■ Aufgabe
Schreiben Sie aus dem Textauszug über Federer in Wimbledon den Abschnitt zwischen „Gewinnt der Held, ist“ und „Federer und Wimbledon.“ wortgetreu ab, beide Stellen eingeschlossen.

■ Textauszug
Noch heute überkommt ihn Gänsehaut, wenn er ehrfürchtig durch die mit Fotos früherer Tennispioniere geschmückten Gänge des Clubhauses wandelt. An den Wänden hängt auch sein eigenes Konterfei in zahlreichen Variationen. Das hingegen versetzt seine Gegner in Ehrfurcht, wenn sie zum Duell mit der Schweizer Legende auf den Centre Court schreiten. Es gab Jahre, da flösste King Roger nur schon durch seine Kleidung Respekt ein. Wie alle Wimbledon-Teilnehmer seit 140 Jahren trägt er Weiss. Doch statt der Trainingsjacke trug er ein Sakko. Mit goldenen Initialen auf Tennistasche und Schuhen.
D wie Denkmal
Federers Wimbledon-Schuhwerk ist mit der Zahl seiner Titel bestickt. Sie spiegeln nur einige der Grosstaten, mit denen sich der Meister hier verewigt hat. So nahm Federer 2008 mit Nadal am längsten Wimbledon-Final teil (4:48 Stunden). 2009 spielte er mit Roddick die meisten Games in einem Grand-Slam-Final (77) sowie die meisten in einem Schlusssatz (30). Dazu schlug er mehr Asse in einem Major-Final (50) als jeder andere. Ab morgen setzt sich der im August 36-Jährige ein neues Denkmal und kann weitere Jubiläen feiern: Er bestreitet seinen 70. Grand Slam, übernimmt damit die Spitze vor Fabrice Santoro (Fr). Übersteht er drei Runden, wäre sein 100. Sieg in Wimbledon in Stein gemeisselt. Dabei braucht er noch 6 Asse, bis er als dritter Spieler auf der ATP-Tour hinter den Aufschlag-Giganten Ivo Karlovic und Goran Ivanisevic die 10'000er-Marke knackt.
O wie Ovationen
Die Liste seiner Rekorde füllt mehrere Seiten der Tennis-Geschichtsbücher. Und nirgends auf der Welt wird dies mehr gewürdigt als in Wimbledon. Die tennisaffinen Briten, die für ein Wimbledon-Match tage- und nächtelang vor den Toren campieren, verehren den gesitteten Ausnahmespieler derart, dass der einheimische Champion Andy Murray zuweilen vor Neid erblasst. Federer erntet schon vor den ersten Ballwechseln Standing Ovations. Jeder seiner Schritte und Schläge wird durch bewunderndes Raunen, entsetztes Stöhnen oder frenetischen Applaus begleitet.
Gewinnt der Held, ist das gesamte Stadion aus dem Häuschen – «Royal Box» inklusive. Zu seinen Edelfans gehörten hier schon Queen Elizabeth, die Erbin der Schirmherrschaft, Herzogin Kate sowie deren Gatte Prinz William, Schwester Pippa Middleton oder diverse Premierminister.
N wie Neunzehn
Federer ist Wimbledon, Wimbledon ist Federer – in diesem Jahrtausend ganz sicher. Vielleicht für die Ewigkeit, sollte der neuerliche Favorit dieses Jahr beim 19. Auftritt den 19. Grand-Slam-Sieg, seinen 8. in Wimbledon vollenden. Der alleinige Rekord wäre einmalig – ein Wunder, magisch und historisch. Der ultimative, beinahe orgiastische Höhepunkt in der Liebesgeschichte zwischen Federer und Wimbledon.

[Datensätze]
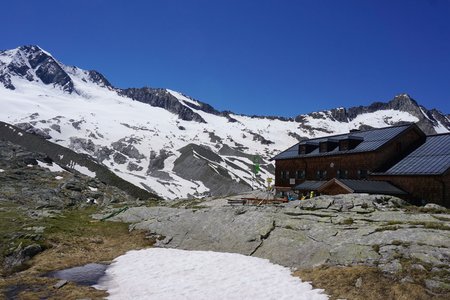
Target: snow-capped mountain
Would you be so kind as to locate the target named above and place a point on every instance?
(162, 140)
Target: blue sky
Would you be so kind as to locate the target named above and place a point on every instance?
(254, 57)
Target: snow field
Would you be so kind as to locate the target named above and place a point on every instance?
(159, 273)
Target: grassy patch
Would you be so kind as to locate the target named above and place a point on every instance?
(339, 283)
(348, 221)
(72, 239)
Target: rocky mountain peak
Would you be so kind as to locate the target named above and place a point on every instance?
(404, 102)
(33, 64)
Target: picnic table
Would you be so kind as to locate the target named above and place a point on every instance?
(257, 201)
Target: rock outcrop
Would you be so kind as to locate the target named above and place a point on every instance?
(341, 230)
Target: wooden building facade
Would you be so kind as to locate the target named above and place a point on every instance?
(382, 154)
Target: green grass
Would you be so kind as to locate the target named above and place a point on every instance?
(348, 221)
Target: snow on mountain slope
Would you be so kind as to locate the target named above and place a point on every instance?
(160, 139)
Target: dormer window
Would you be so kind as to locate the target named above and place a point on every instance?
(342, 174)
(307, 147)
(327, 146)
(349, 143)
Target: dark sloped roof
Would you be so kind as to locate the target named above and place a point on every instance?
(372, 140)
(431, 158)
(372, 187)
(309, 185)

■ Lösung
Gewinnt der Held, ist das gesamte Stadion aus dem Häuschen – «Royal Box» inklusive. Zu seinen Edelfans gehörten hier schon Queen Elizabeth, die Erbin der Schirmherrschaft, Herzogin Kate sowie deren Gatte Prinz William, Schwester Pippa Middleton oder diverse Premierminister.
N wie Neunzehn
Federer ist Wimbledon, Wimbledon ist Federer – in diesem Jahrtausend ganz sicher. Vielleicht für die Ewigkeit, sollte der neuerliche Favorit dieses Jahr beim 19. Auftritt den 19. Grand-Slam-Sieg, seinen 8. in Wimbledon vollenden. Der alleinige Rekord wäre einmalig – ein Wunder, magisch und historisch. Der ultimative, beinahe orgiastische Höhepunkt in der Liebesgeschichte zwischen Federer und Wimbledon.